▶ _The problem_: Render all the rows below as one numbered list of lines, skipping any blank lines.

## BEGIN Source data

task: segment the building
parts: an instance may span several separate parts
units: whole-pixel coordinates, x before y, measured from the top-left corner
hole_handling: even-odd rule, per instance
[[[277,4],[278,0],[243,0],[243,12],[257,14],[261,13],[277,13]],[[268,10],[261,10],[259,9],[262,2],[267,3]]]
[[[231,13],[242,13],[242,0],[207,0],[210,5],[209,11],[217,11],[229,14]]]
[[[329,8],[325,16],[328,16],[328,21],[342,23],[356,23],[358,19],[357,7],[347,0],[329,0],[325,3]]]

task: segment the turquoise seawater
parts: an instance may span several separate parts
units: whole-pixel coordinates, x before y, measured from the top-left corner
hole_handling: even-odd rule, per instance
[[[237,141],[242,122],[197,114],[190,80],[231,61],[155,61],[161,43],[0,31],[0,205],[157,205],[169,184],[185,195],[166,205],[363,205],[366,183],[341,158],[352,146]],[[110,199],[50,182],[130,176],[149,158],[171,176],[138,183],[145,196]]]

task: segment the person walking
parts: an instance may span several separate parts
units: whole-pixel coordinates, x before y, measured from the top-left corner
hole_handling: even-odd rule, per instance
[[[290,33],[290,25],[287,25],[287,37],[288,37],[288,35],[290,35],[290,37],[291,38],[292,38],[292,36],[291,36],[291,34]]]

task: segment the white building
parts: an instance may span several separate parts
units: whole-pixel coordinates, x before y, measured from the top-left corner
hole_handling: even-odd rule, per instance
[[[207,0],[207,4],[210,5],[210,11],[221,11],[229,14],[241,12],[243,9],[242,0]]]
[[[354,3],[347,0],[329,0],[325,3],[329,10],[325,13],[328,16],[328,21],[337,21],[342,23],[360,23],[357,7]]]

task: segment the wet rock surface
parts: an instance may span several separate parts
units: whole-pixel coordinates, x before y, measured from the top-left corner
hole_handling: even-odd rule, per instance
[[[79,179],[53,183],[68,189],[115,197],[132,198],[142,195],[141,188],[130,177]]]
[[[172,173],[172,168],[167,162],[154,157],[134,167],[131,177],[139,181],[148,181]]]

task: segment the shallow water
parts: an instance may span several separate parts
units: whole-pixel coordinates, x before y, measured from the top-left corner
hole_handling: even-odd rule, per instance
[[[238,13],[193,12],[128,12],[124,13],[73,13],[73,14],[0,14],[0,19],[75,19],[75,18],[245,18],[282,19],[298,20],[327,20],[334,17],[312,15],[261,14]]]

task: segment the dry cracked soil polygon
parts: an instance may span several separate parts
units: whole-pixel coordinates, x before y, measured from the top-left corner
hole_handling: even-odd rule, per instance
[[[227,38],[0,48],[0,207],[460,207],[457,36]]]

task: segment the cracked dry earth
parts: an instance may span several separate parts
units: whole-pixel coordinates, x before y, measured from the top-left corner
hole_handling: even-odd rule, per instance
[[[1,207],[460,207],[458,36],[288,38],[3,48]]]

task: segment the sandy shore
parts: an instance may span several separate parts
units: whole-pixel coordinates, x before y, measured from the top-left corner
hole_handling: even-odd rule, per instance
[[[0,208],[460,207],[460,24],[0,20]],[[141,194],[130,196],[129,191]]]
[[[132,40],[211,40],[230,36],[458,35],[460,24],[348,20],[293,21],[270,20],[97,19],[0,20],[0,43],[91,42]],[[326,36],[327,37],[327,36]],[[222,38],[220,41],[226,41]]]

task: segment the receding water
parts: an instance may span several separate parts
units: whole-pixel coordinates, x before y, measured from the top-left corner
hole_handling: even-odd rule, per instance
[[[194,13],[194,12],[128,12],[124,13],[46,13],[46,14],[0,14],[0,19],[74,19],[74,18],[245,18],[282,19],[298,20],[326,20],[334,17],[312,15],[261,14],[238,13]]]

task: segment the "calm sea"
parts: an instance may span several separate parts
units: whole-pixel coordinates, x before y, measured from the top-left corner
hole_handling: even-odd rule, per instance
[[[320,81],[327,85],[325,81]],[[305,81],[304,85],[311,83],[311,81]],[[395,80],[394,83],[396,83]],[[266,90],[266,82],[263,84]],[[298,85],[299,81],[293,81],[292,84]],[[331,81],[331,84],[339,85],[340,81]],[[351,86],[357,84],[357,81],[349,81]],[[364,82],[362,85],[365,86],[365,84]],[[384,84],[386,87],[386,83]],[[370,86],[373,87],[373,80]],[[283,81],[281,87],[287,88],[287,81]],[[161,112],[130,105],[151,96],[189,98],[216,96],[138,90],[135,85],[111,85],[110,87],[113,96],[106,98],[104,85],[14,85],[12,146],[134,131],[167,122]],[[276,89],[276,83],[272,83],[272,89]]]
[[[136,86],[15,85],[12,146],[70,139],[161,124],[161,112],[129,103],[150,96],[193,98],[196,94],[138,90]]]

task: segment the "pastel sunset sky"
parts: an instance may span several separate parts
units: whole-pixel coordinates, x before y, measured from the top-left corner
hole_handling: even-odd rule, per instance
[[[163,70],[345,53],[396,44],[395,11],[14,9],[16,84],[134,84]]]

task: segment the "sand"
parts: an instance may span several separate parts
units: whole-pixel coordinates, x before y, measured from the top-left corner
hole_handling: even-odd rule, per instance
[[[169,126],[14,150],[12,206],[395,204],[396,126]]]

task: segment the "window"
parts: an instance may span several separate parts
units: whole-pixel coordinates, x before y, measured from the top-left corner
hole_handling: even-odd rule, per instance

## END Source data

▶ _Task response_:
1. task: segment the building
2. parts: an instance may span several separate parts
3. units: whole-pixel coordinates, x before y, measured from the top-left corner
4. hole_handling: even-odd rule, per instance
5. [[[277,4],[278,0],[243,0],[243,12],[257,14],[261,13],[277,13]],[[268,10],[261,10],[259,9],[262,2],[267,3]]]
6. [[[231,13],[242,13],[242,0],[207,0],[210,5],[209,11],[217,11],[229,14]]]
7. [[[329,8],[325,16],[328,16],[328,21],[342,23],[356,23],[358,19],[357,7],[347,0],[329,0],[325,3]]]
8. task: segment the turquoise seawater
9. parts: an instance may span several separate parts
10. units: whole-pixel coordinates, x before y, measured from the top-left corner
11. hole_handling: even-odd rule, per instance
12. [[[237,141],[242,122],[197,114],[190,80],[231,61],[155,61],[161,43],[0,31],[0,205],[157,205],[169,184],[185,195],[166,205],[363,205],[366,183],[341,158],[352,146]],[[110,199],[50,182],[130,176],[149,158],[171,176],[138,183],[145,196]]]
13. task: segment the person walking
14. parts: an instance may span several separate parts
15. units: whole-pixel coordinates, x before y, measured from the top-left corner
16. hole_handling: even-odd rule, per instance
17. [[[290,33],[290,25],[287,25],[287,37],[288,37],[288,35],[290,35],[290,37],[291,38],[292,38],[292,36],[291,36],[291,34]]]
18. task: segment the white building
19. parts: an instance may span several separate parts
20. units: whole-pixel coordinates, x before y, measured from the top-left corner
21. hole_handling: even-odd rule, per instance
22. [[[207,0],[207,4],[210,5],[210,11],[221,11],[229,14],[241,12],[243,9],[242,0]]]
23. [[[354,3],[347,0],[329,0],[325,3],[329,10],[325,13],[328,16],[328,21],[337,21],[342,23],[360,23],[357,7]]]
24. task: segment the wet rock surface
25. parts: an instance may span several separate parts
26. units: whole-pixel coordinates, x before y, measured from the top-left corner
27. hole_handling: even-odd rule, per instance
28. [[[79,179],[53,183],[68,189],[115,197],[132,198],[142,195],[141,188],[130,177]]]
29. [[[172,173],[172,168],[167,162],[154,157],[134,167],[131,177],[139,181],[148,181]]]
30. task: segment the shallow water
31. parts: an instance may span several separate parts
32. units: whole-pixel coordinates, x before y, measured from the top-left corner
33. hole_handling: even-odd rule, per instance
34. [[[238,13],[193,12],[128,12],[124,13],[73,13],[73,14],[0,14],[0,19],[75,19],[75,18],[245,18],[282,19],[298,20],[327,20],[334,17],[312,15],[261,14]]]
35. task: segment the dry cracked soil polygon
36. parts: an instance may span several separate parts
37. units: whole-pixel coordinates, x before y, measured from the top-left corner
38. hole_handling: even-odd rule, per instance
39. [[[227,38],[0,48],[0,207],[460,207],[457,36]]]
40. task: segment the cracked dry earth
41. parts: an instance may span several separate parts
42. units: whole-pixel coordinates, x before y, measured from the top-left corner
43. hole_handling: even-odd rule, per instance
44. [[[1,207],[460,207],[458,36],[288,38],[3,48]]]
45. task: segment the sandy shore
46. parts: an instance may span several separate parts
47. units: whole-pixel coordinates, x before y, measured from the top-left corner
48. hole_handling: even-odd rule, per instance
49. [[[0,208],[460,207],[460,24],[0,20]],[[141,194],[130,196],[129,191]]]
50. [[[132,40],[211,40],[230,36],[458,35],[460,24],[348,20],[293,21],[270,20],[97,19],[0,20],[0,43],[91,42]],[[326,36],[327,37],[327,36]],[[222,38],[220,41],[226,41]]]
51. task: segment the receding water
52. parts: an instance may span several separate parts
53. units: whole-pixel coordinates, x before y, measured from the top-left corner
54. hole_handling: even-odd rule, per instance
55. [[[194,13],[194,12],[128,12],[124,13],[46,13],[46,14],[0,14],[0,19],[74,19],[74,18],[245,18],[282,19],[298,20],[326,20],[334,17],[312,15],[261,14],[238,13]]]
56. task: segment the "calm sea"
57. parts: an instance may span several separate parts
58. units: whole-pixel coordinates, x before y, measured from the top-left corner
59. hole_handling: even-odd rule, per instance
60. [[[320,81],[327,85],[325,81]],[[305,81],[304,85],[311,83],[311,81]],[[395,80],[394,83],[396,83]],[[266,90],[266,82],[263,84]],[[298,85],[299,81],[293,81],[292,84]],[[331,81],[331,84],[339,85],[340,81]],[[351,86],[357,84],[357,81],[349,81]],[[364,82],[362,85],[365,86],[365,84]],[[384,84],[386,87],[386,83]],[[370,86],[373,87],[373,80]],[[283,81],[281,87],[287,88],[287,81]],[[161,112],[130,105],[151,96],[189,98],[216,96],[138,90],[135,85],[111,85],[110,87],[113,96],[106,98],[104,85],[14,85],[12,146],[134,131],[167,122]],[[276,89],[276,83],[272,83],[272,89]]]
61. [[[136,86],[15,85],[12,146],[70,139],[161,124],[161,112],[129,103],[150,96],[193,98],[196,94],[138,90]]]
62. task: segment the "pastel sunset sky"
63. parts: an instance may span several separate parts
64. units: whole-pixel coordinates, x before y, measured from the top-left corner
65. hole_handling: even-odd rule, per instance
66. [[[163,70],[345,53],[396,44],[395,11],[14,9],[16,84],[134,84]]]
67. task: segment the "sand"
68. parts: an instance may span several separate parts
69. units: whole-pixel coordinates, x before y, measured from the top-left corner
70. hole_handling: even-odd rule, per instance
71. [[[169,126],[14,150],[12,206],[395,204],[396,126]]]
72. task: segment the "window"
73. parts: an instance may span several separate parts
74. units: whole-pixel coordinates, x before y, measured from the top-left corner
75. hole_handling: even-odd rule, per instance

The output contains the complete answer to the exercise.